● Region pointing data
--------------------------------------------------

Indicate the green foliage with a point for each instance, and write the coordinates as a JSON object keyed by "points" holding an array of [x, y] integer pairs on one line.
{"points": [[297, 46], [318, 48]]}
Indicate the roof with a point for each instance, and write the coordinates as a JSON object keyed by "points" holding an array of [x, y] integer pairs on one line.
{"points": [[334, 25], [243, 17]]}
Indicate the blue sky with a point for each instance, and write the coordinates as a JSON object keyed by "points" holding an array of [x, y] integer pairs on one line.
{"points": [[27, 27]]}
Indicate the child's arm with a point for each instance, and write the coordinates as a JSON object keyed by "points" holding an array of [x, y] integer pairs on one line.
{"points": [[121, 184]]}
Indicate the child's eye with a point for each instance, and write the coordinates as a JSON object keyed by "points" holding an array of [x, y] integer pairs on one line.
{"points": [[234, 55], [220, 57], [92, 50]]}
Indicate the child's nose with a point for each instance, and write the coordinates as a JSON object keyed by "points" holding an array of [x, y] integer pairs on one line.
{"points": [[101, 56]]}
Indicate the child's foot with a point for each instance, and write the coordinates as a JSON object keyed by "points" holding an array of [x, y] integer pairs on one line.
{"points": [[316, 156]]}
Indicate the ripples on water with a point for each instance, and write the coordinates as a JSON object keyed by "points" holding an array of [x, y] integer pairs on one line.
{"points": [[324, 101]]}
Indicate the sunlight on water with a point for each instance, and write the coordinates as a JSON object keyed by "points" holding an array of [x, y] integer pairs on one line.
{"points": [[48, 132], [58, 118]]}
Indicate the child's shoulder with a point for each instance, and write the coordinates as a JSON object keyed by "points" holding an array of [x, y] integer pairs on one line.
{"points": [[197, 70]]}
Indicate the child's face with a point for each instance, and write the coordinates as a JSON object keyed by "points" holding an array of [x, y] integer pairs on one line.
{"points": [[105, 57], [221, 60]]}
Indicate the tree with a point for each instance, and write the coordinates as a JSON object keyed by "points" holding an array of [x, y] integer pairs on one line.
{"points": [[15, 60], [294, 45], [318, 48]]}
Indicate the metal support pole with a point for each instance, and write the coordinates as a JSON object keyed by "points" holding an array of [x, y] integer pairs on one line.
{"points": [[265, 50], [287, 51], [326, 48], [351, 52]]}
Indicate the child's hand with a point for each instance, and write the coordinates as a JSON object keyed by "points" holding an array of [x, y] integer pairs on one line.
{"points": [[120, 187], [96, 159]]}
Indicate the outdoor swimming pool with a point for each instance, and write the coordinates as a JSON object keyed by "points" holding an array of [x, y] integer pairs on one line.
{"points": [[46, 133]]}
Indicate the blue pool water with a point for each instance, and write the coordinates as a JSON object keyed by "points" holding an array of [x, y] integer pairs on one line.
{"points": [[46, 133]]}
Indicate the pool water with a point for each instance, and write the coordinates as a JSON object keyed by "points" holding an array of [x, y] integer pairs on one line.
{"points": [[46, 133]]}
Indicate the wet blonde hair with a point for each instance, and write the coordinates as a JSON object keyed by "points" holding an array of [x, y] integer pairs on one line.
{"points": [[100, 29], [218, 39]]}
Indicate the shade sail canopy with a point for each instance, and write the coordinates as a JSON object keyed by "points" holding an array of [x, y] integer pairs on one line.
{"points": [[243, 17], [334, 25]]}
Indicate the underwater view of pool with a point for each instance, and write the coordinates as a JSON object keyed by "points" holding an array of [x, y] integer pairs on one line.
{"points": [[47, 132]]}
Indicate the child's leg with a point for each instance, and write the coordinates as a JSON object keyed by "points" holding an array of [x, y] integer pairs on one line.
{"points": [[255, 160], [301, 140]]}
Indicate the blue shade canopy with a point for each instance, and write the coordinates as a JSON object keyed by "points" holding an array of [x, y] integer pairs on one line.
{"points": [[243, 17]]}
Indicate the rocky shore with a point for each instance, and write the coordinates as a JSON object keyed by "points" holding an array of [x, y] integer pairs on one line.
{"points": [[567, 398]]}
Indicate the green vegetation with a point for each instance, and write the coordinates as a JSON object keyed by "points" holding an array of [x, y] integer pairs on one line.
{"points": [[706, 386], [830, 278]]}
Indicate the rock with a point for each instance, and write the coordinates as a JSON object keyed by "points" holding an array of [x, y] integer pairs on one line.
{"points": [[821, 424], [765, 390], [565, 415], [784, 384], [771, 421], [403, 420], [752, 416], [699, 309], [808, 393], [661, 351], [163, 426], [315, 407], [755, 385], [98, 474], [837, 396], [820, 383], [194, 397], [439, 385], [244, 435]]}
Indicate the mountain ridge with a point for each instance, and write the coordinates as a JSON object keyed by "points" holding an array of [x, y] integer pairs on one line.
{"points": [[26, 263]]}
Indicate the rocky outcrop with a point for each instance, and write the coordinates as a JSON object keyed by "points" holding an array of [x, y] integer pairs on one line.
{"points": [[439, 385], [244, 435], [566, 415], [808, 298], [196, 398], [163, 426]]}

--------------------------------------------------

● Exercise prompt
Each line above is to be restated exactly as it stands.

● Result for this exercise
Indicate the green foliage with a point for each instance, and write the coordinates as a JSON object keyed by "points" holding an array of [x, y] integer pairs on one line.
{"points": [[297, 46], [318, 48]]}
Indicate the roof with a point for each instance, and write the coordinates as a JSON object keyed by "points" holding an array of [x, y] integer pairs on one line.
{"points": [[334, 25], [243, 17]]}
Indicate the blue sky with a point for each instance, and write the coordinates as a JSON object keyed by "points" holding an array of [x, y] integer pairs on one line.
{"points": [[27, 27]]}
Indicate the child's arm with a point for each instance, and write the coordinates as a JSON object keyed by "points" holding an array of [x, y] integer pairs on one line.
{"points": [[121, 184]]}
Indicate the child's eye with a point for each instance, and write the coordinates as a JSON object keyed by "points" holding an array of [x, y] integer pairs on one line.
{"points": [[234, 55], [220, 57], [92, 50]]}
Indicate the child's nose with a point for each instance, and write the coordinates as a JSON object keyed by "points" holding an array of [x, y] integer pairs on one line.
{"points": [[101, 56]]}
Indicate the child's foot with a point for each instance, and write the coordinates as a JSON object keyed by "points" holding an array of [x, y] integer pairs on one line.
{"points": [[316, 156]]}
Indicate the ripples on water with a point for each instance, and write the coordinates as a JSON object keyed by "points" holding an array of [x, y] integer pairs on one line.
{"points": [[324, 101]]}
Indicate the sunlight on water with a point for each instance, and write the coordinates as a JSON object keyed by "points" holding an array of [x, y] integer pairs on one line.
{"points": [[48, 132], [58, 118]]}
Indicate the child's shoulder with a point for each instance, and write the coordinates as a JSON object keyed by "points" holding an array of [x, y] integer pairs on one line.
{"points": [[197, 70]]}
Indicate the child's face with a point for each instance, and write the coordinates as a JSON object keyed by "points" holding an array of [x, y] integer pairs on one line.
{"points": [[105, 57], [221, 60]]}
Indicate the tree with a point for each instance, and write the coordinates as a JSON object keyed by "points" holding an array of [x, y] integer pairs on one line.
{"points": [[15, 60], [294, 45], [318, 48]]}
Indicate the metal support pole with a point for each instance, and write the coordinates as a JSON object keyed by "points" holding an array of [x, y] integer pairs on one line.
{"points": [[265, 50], [287, 51], [326, 48], [351, 52]]}
Indicate the child's hand with a point for each instance, and write the coordinates as a JSON object keyed by "points" holding an array of [x, y] integer pairs on one line.
{"points": [[120, 187], [96, 159]]}
Indicate the outdoor swimming pool with a point for each instance, and write the coordinates as a JSON object keyed by "points" holding an array of [x, y] integer pairs on one line.
{"points": [[46, 133]]}
Indicate the blue pool water with a point for each instance, and write the coordinates as a JSON object keyed by "points" holding an array of [x, y] integer pairs on one line.
{"points": [[46, 133]]}
Indicate the pool water with a point for each instance, and write the coordinates as a JSON object keyed by "points" holding an array of [x, y] integer pairs on one line.
{"points": [[46, 133]]}
Indicate the wet blonde hair with a point for each instance, and write the coordinates as a JSON object keyed by "points" holding an array of [x, y] integer pairs on one line.
{"points": [[100, 29], [218, 39]]}
Indicate the shade sail canopy with a point for each instance, and write the coordinates as a JSON object keyed by "points" holding an array of [x, y] integer pairs on one line.
{"points": [[243, 17], [334, 25]]}
Indicate the underwater view of pool with a point for each instance, and write the coordinates as a JSON object keyed by "points" holding an array of [x, y] integer pairs on one line.
{"points": [[47, 132]]}
Indicate the child's leg with a point for each instance, and write the coordinates as a JSON object keyed by "points" holding an array of [x, y] integer pairs on one line.
{"points": [[255, 160], [301, 140]]}
Indicate the blue shade canopy with a point for each instance, and write the coordinates as a JSON object keyed by "points" holding an array of [x, y] integer pairs on one line.
{"points": [[243, 17]]}
Indicate the rocky shore with a point for each instance, and write the coordinates as a JSON object keyed by "points" holding an array of [x, y] integer pairs on one line.
{"points": [[567, 398]]}
Indicate the green vegetation with a point for each instance, and write the coordinates as a JSON object keyed by "points" holding an array of [x, y] integer pairs on one line.
{"points": [[706, 386], [830, 278]]}
Indicate the rock with a point for each instance, and write the coordinates as a JSON object keyed by "points" holding an array of [x, y] integer pairs on one line.
{"points": [[821, 424], [765, 390], [565, 415], [784, 384], [771, 421], [403, 420], [752, 416], [699, 309], [808, 393], [661, 351], [163, 426], [315, 407], [755, 385], [98, 474], [837, 396], [820, 383], [194, 397], [439, 385], [244, 435]]}
Indicate the mountain ridge with a point for each instance, and write the coordinates as a JSON object keyed by "points" holding an array of [x, y] integer pairs on one line.
{"points": [[26, 263]]}
Indicate the rocky outcrop with a point for each instance, and write the coordinates as a JSON object keyed by "points" holding an array of [x, y] integer pairs on one line.
{"points": [[439, 385], [244, 435], [566, 415], [808, 298], [196, 398], [163, 426]]}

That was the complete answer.